Soldier, Escaper, Spymaster, Politician and Old Ronian (1924 – 1929)
Colditz Castle
Colditz Castle

It seems fitting to remember Airey Neave in this edition of the Ronian as 40 years have passed since his untimely death in 1979. He attended Saint Ronan’s in Worthing, under the Headmastership of the great WB Harris, and is remembered by OR Gospatrick Home as being ‘quite a shy and reserved character’ at school. He left to go to Eton and while there composed a prize-winning essay about the probable consequences of Hitler's rise to power and the likelihood of another war in Europe.

After Oxford he saw active service in WWII with the Royal Artillery and was wounded and captured near Calais on the retreat to Dunkirk in 1940. In May 1942, after several escape attempts, he was transferred to Oflag IV-C, the Officer-only POW camp at Colditz Castle.

In June 1942 he escaped from Colditz during a theatrical production, via a trap door beneath the stage, and is famous for being the first British Officer to have successfully made a ‘home run’.

[DATA SECTION]
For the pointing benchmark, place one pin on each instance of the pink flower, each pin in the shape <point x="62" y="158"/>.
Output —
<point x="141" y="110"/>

[WHAT YOU WILL DO]
[a] Could you transcribe the Airey Neave piece from "In June 1942" up to and including "a ‘home run’."?
[b] Answer these questions from the Airey Neave piece:
(i) Near which town was he wounded and captured in 1940?
(ii) What was the subject of the prize-winning essay he wrote at Eton?
(iii) By what route did he escape from Colditz in June 1942?
[c] Can you resume the Airey Neave piece from the point where it stops?

[ANSWERS TO THE EXERCISE]
[a]
In June 1942 he escaped from Colditz during a theatrical production, via a trap door beneath the stage, and is famous for being the first British Officer to have successfully made a ‘home run’.

[b]
(i) Near Calais.
(ii) The probable consequences of Hitler's rise to power and the likelihood of another war in Europe.
(iii) Through a trap door beneath the stage, during a theatrical production.

[c]
After the war, as a qualified lawyer who spoke fluent German, he was given the role of reading the indictments of the Nazi leaders at the Nuremberg Trials. Thereafter he went into politics and became a Conservative MP. He supported Margaret Thatcher’s challenge to Edward Heath as the party leader in 1975 and, as a reward, she gave him the pick of the great offices of state.  Neave chose Ireland, a job that was dangerous. He was assassinated by an Irish National Liberation Army car bomb at one minute to three on 30th March 1979, aged only 63, shortly before Margaret Thatcher was elected the country’s first female Prime Minister. His murder shocked and horrified the nation and the Queen and the Duke of Edinburgh both attended his funeral.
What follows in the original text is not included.